_ABOUT THIS EXERCISE:_ Extract the listing below in full, unchanged.

= Beginning of Section =

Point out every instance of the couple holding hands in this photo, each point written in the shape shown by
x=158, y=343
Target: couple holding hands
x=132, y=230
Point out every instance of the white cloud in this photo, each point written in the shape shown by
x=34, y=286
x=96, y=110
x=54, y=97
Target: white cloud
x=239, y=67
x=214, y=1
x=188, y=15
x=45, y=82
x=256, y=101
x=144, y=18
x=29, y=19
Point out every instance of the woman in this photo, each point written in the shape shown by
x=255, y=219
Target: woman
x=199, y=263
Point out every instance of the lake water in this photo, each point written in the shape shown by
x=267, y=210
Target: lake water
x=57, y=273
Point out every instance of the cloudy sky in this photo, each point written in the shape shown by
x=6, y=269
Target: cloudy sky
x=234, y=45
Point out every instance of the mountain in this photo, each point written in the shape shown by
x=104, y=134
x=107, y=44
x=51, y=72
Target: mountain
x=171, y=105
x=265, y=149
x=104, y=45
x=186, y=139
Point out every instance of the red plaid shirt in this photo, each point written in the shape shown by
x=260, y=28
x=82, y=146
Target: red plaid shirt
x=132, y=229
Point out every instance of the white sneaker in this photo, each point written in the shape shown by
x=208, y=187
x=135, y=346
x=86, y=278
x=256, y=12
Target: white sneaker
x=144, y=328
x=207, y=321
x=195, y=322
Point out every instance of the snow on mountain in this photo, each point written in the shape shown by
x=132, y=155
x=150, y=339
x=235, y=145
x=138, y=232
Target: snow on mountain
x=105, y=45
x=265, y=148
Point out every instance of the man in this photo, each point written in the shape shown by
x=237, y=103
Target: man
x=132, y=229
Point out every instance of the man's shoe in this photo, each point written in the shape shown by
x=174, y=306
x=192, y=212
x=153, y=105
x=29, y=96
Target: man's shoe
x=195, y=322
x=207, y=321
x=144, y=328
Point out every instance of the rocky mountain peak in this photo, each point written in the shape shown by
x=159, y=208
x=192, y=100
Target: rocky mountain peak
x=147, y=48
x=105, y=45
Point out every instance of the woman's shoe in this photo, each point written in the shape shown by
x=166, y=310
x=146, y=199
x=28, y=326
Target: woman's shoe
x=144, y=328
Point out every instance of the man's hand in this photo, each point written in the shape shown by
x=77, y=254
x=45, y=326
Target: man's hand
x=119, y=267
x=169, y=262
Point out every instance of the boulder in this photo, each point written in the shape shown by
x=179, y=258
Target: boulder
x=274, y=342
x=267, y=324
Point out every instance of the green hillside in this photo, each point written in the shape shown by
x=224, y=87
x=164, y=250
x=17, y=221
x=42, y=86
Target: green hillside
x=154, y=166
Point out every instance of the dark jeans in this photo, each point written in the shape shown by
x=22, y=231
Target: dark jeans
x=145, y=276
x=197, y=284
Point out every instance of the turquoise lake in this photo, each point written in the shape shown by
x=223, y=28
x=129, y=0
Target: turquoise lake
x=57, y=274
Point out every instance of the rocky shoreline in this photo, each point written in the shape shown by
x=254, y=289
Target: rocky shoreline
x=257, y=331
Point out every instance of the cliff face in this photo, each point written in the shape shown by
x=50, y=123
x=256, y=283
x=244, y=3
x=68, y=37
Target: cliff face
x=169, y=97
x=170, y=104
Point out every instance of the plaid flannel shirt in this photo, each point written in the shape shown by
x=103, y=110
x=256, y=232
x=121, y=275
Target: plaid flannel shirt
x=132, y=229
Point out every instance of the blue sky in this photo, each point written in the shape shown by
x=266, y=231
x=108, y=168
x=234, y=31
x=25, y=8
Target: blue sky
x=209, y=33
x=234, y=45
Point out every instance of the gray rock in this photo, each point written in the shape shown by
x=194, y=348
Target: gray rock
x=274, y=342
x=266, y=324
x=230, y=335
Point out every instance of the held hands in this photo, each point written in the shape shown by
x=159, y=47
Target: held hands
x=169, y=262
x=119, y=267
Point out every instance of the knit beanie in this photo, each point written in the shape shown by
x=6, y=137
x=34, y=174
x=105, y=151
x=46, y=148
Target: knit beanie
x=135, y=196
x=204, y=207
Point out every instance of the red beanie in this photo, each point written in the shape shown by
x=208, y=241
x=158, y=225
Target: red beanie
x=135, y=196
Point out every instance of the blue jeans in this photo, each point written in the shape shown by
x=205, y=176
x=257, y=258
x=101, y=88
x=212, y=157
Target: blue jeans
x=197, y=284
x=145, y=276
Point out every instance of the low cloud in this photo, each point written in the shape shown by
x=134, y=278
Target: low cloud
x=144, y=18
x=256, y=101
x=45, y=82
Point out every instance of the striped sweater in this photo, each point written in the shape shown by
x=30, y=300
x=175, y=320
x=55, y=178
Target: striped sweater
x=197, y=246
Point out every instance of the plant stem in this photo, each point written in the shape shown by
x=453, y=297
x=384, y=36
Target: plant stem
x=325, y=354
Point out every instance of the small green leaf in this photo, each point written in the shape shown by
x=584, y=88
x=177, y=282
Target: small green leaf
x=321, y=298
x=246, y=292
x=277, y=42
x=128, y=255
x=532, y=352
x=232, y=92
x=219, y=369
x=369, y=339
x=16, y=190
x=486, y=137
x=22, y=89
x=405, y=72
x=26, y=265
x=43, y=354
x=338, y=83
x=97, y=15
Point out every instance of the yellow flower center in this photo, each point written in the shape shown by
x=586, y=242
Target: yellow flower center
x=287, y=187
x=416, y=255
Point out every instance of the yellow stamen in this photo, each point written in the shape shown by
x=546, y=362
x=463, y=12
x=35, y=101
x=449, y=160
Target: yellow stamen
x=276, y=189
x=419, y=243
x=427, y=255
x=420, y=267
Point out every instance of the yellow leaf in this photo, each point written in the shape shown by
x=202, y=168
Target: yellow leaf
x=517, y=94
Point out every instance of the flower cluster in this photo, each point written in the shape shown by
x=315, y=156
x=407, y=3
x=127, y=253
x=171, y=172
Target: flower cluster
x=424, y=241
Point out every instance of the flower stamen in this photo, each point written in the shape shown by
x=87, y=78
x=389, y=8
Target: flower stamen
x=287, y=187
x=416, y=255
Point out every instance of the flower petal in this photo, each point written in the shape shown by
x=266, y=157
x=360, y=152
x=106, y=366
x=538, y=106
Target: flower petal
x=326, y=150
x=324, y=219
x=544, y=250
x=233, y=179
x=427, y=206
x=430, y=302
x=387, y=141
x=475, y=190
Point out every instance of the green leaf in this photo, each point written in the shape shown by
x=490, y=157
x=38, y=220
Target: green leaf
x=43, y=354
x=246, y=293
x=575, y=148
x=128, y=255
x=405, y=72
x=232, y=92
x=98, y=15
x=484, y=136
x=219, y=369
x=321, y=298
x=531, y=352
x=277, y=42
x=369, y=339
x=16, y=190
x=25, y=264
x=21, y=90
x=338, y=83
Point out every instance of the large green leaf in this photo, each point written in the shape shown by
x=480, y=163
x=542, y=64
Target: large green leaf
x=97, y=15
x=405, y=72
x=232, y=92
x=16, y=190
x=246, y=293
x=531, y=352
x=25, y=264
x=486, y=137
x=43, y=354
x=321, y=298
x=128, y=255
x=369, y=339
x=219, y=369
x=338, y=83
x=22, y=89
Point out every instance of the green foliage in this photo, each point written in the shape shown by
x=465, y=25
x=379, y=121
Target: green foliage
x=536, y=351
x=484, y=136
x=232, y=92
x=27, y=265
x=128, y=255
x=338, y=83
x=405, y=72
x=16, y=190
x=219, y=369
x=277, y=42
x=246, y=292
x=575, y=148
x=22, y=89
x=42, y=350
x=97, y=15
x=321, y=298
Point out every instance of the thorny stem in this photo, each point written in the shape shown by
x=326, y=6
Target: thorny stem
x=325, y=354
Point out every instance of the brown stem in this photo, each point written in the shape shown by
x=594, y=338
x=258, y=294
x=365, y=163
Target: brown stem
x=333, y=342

= End of Section =

_TASK ANSWER:_
Point out every instance of the couple holding hands in this photo, each point written in the shape shown by
x=158, y=343
Target: couple holding hands
x=132, y=230
Point out every instance of the white cloud in this photo, each point written in the shape shown by
x=34, y=286
x=96, y=110
x=54, y=97
Target: white cloud
x=239, y=67
x=214, y=1
x=188, y=15
x=45, y=82
x=256, y=101
x=144, y=18
x=29, y=19
Point out every instance of the woman in this photo, each point written in the shape shown by
x=255, y=219
Target: woman
x=199, y=263
Point out every instance of the lake water in this photo, each point written in the shape shown by
x=267, y=210
Target: lake water
x=57, y=273
Point out every instance of the cloudy sky in this photo, each point written in the shape shown by
x=6, y=269
Target: cloudy sky
x=234, y=45
Point out every instance of the mountain in this photo, each point written in the shape shown by
x=104, y=134
x=107, y=44
x=51, y=72
Target: mountain
x=171, y=105
x=265, y=149
x=104, y=45
x=186, y=139
Point out every instance of the red plaid shirt in this photo, each point written in the shape shown by
x=260, y=28
x=82, y=146
Target: red plaid shirt
x=132, y=229
Point out every instance of the white sneaker in this photo, each point written in the shape shown by
x=208, y=187
x=135, y=346
x=86, y=278
x=256, y=12
Target: white sneaker
x=144, y=328
x=207, y=321
x=195, y=322
Point out every instance of the snow on mountain in this photo, each point written in the shape shown by
x=132, y=155
x=150, y=339
x=235, y=145
x=138, y=232
Target: snow on mountain
x=105, y=45
x=265, y=148
Point out every instance of the man in this photo, each point written in the shape shown by
x=237, y=103
Target: man
x=132, y=229
Point out every instance of the man's shoe in this photo, each point written in the shape shown by
x=174, y=306
x=192, y=212
x=153, y=105
x=29, y=96
Target: man's shoe
x=195, y=322
x=207, y=321
x=144, y=328
Point out every instance of the rocky mountain peak in this photo, each point written in the shape shown by
x=159, y=208
x=192, y=100
Target: rocky mountain peak
x=147, y=48
x=105, y=45
Point out every instance of the woman's shoe in this photo, each point written in the shape shown by
x=166, y=310
x=146, y=199
x=28, y=326
Target: woman's shoe
x=144, y=328
Point out every instance of the man's hand in this photo, each point written in the shape shown by
x=77, y=254
x=45, y=326
Target: man's hand
x=119, y=267
x=169, y=262
Point out every instance of the boulder in this photo, each point written in the shape shown by
x=179, y=258
Target: boulder
x=274, y=342
x=267, y=324
Point out every instance of the green hillside in this photo, each point written in the shape shown by
x=224, y=87
x=164, y=250
x=17, y=221
x=42, y=86
Target: green hillside
x=154, y=166
Point out every instance of the dark jeans in this photo, each point written in the shape shown by
x=22, y=231
Target: dark jeans
x=145, y=276
x=197, y=284
Point out every instance of the turquoise lake in this photo, each point written in the shape shown by
x=223, y=28
x=129, y=0
Target: turquoise lake
x=57, y=274
Point out every instance of the rocky shoreline in this photo, each point written in the shape shown by
x=254, y=289
Target: rocky shoreline
x=257, y=331
Point out every instance of the cliff face in this photo, each point written in the shape shown by
x=50, y=123
x=256, y=283
x=244, y=3
x=68, y=37
Target: cliff face
x=169, y=97
x=170, y=104
Point out every instance of the plaid flannel shirt in this photo, each point written in the shape shown by
x=103, y=110
x=256, y=232
x=121, y=275
Target: plaid flannel shirt
x=132, y=229
Point out every instance of the blue sky in this photo, each point written in the shape shown by
x=266, y=231
x=108, y=168
x=234, y=31
x=25, y=8
Target: blue sky
x=209, y=33
x=234, y=45
Point out every instance of the gray rock in this photo, each point written in the shape shown by
x=194, y=348
Target: gray rock
x=274, y=342
x=266, y=324
x=230, y=335
Point out every instance of the held hands in this photo, each point written in the shape shown by
x=159, y=47
Target: held hands
x=169, y=262
x=119, y=267
Point out every instance of the knit beanie in this photo, each point written in the shape shown by
x=6, y=137
x=34, y=174
x=105, y=151
x=46, y=148
Target: knit beanie
x=135, y=196
x=204, y=207
Point out every instance of the red beanie in this photo, each point written in the shape shown by
x=208, y=241
x=158, y=225
Target: red beanie
x=135, y=196
Point out every instance of the blue jeans in this photo, each point written in the shape shown by
x=205, y=176
x=257, y=258
x=101, y=88
x=212, y=157
Target: blue jeans
x=197, y=284
x=145, y=276
Point out every instance of the low cloud in this photo, each point written in the shape shown by
x=134, y=278
Target: low cloud
x=144, y=18
x=256, y=101
x=45, y=82
Point out every instance of the striped sweater in this photo, each point written in the shape shown by
x=30, y=300
x=175, y=320
x=55, y=178
Target: striped sweater
x=197, y=246
Point out every instance of the plant stem in this photo, each point written in the shape shown by
x=453, y=297
x=384, y=36
Target: plant stem
x=325, y=354
Point out every instance of the small green leaf in this photo, each point written in the shape shown by
x=584, y=88
x=177, y=282
Target: small green leaf
x=321, y=298
x=246, y=292
x=277, y=42
x=128, y=255
x=532, y=352
x=232, y=92
x=219, y=369
x=369, y=339
x=16, y=190
x=486, y=137
x=22, y=89
x=405, y=72
x=26, y=265
x=43, y=354
x=338, y=83
x=97, y=15
Point out every instance of the yellow flower center in this photo, each point written in the shape shown by
x=586, y=242
Target: yellow flower center
x=287, y=187
x=416, y=255
Point out every instance of the yellow stamen in this photo, each point written in the shape shown by
x=546, y=362
x=463, y=12
x=35, y=101
x=449, y=160
Target: yellow stamen
x=276, y=189
x=419, y=243
x=427, y=255
x=420, y=267
Point out every instance of the yellow leaf in this photo, each point written in the shape shown by
x=202, y=168
Target: yellow leaf
x=517, y=94
Point out every instance of the flower cluster in this photo, each point written in the shape shown by
x=315, y=156
x=407, y=3
x=127, y=253
x=171, y=172
Target: flower cluster
x=424, y=241
Point out every instance of the flower stamen in this photo, each point written in the shape shown by
x=87, y=78
x=389, y=8
Target: flower stamen
x=287, y=187
x=416, y=255
Point out every instance of the flower petal in this photo, each point written in the shape shown by
x=266, y=157
x=360, y=152
x=106, y=366
x=538, y=106
Target: flower petal
x=326, y=150
x=324, y=219
x=544, y=250
x=233, y=179
x=427, y=206
x=430, y=302
x=387, y=141
x=475, y=190
Point out every instance of the green leaf in this photo, each point written in the shape shown by
x=490, y=157
x=38, y=220
Target: green leaf
x=43, y=354
x=246, y=293
x=575, y=148
x=128, y=255
x=405, y=72
x=232, y=92
x=98, y=15
x=484, y=136
x=219, y=369
x=321, y=298
x=531, y=352
x=277, y=42
x=369, y=339
x=16, y=190
x=25, y=264
x=21, y=90
x=338, y=83
Point out every instance of the large green leaf in this photo, each point written in the shape shown by
x=480, y=163
x=542, y=64
Target: large green leaf
x=97, y=15
x=405, y=72
x=232, y=92
x=16, y=190
x=246, y=293
x=531, y=352
x=25, y=264
x=486, y=137
x=43, y=354
x=321, y=298
x=128, y=255
x=369, y=339
x=219, y=369
x=338, y=83
x=22, y=89
Point out every instance of the green foliage in this photo, each point written in the shape shown by
x=465, y=25
x=379, y=121
Target: green foliage
x=536, y=351
x=484, y=136
x=232, y=92
x=27, y=265
x=128, y=255
x=338, y=83
x=405, y=72
x=16, y=190
x=219, y=369
x=277, y=42
x=246, y=292
x=575, y=148
x=22, y=89
x=42, y=350
x=97, y=15
x=321, y=298
Point out every instance of the thorny stem in this photo, each point written in the shape shown by
x=326, y=6
Target: thorny stem
x=325, y=354
Point out every instance of the brown stem in this photo, each point written in the shape shown by
x=594, y=338
x=258, y=294
x=365, y=163
Target: brown stem
x=333, y=342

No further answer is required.